Assignment: In the records below, the line containing "Target: sink basin" is the first to keep. Retype it and all later lines exactly, through the end.

The records:
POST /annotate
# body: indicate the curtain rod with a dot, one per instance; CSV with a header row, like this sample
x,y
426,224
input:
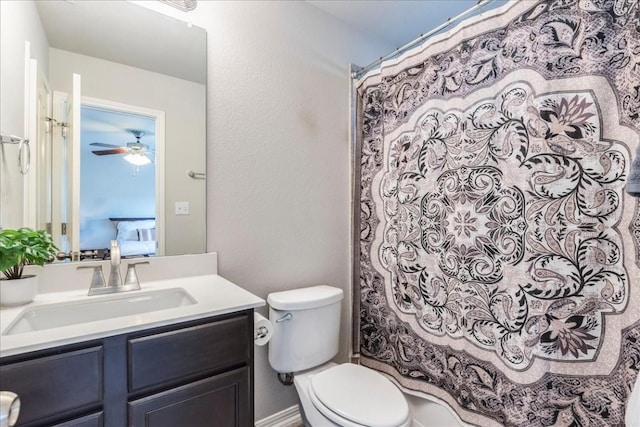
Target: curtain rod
x,y
361,71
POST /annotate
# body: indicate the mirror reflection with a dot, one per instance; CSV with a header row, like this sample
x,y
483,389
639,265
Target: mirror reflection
x,y
121,140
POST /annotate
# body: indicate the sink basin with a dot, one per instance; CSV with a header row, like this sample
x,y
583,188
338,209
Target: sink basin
x,y
72,313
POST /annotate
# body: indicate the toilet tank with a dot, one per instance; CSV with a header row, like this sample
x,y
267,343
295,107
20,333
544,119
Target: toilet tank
x,y
306,327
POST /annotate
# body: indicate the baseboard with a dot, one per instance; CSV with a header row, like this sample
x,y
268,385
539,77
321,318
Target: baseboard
x,y
289,417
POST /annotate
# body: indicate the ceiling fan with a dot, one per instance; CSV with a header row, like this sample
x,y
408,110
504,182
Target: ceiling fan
x,y
136,152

Task output:
Target: sink basin
x,y
72,313
POST /annotate
# body: indicate the toilet tank with a dot, one per instance; CSV with a header row, like this sample
x,y
267,343
295,107
20,333
544,119
Target: toilet tank
x,y
306,327
POST /annotate
# body: indicate the baseboard with a dot, one per instance; CSV with a header row, like this sample
x,y
268,385
539,77
321,318
Target: baseboard
x,y
289,417
POST /annotate
# body: indicate the ceiling fan with a dot, one per instance; CSV with a header row, like this sample
x,y
408,110
504,182
Target: ceiling fan
x,y
136,152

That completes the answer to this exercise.